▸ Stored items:
☆ ☆ ☆ ☆ ☆ ☆ ☆

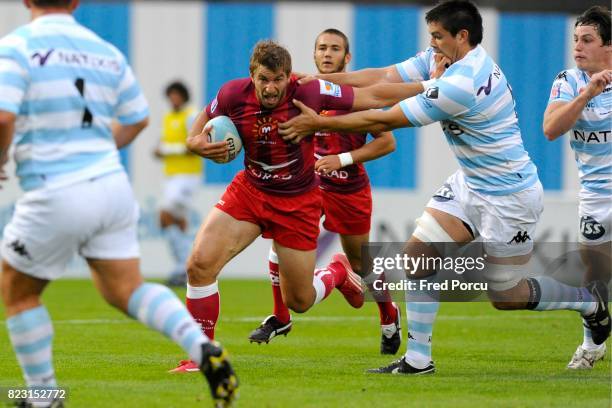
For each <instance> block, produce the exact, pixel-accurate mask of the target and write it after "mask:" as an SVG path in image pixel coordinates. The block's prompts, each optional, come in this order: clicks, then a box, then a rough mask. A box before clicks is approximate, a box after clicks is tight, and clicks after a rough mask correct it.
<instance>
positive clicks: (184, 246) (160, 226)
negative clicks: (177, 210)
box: [159, 209, 191, 287]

☆ ☆ ☆ ☆ ☆ ☆ ☆

▸ About this exercise: Please output every record above exactly. Leave the pictures out.

▸ Solution:
For each <instance> block, produce the exact, pixel-accurate mask of the target and write it after "mask:" as an SVG path in image pixel coordinates. The block's prompts, each optional, come in this order: clicks, then a box, then a rough mask. A box before clicks is approximate, a box after clicks is tight, and clicks after a rough mask correct it.
<instance>
positive clicks: (184, 246) (160, 226)
negative clicks: (177, 210)
box: [159, 209, 191, 287]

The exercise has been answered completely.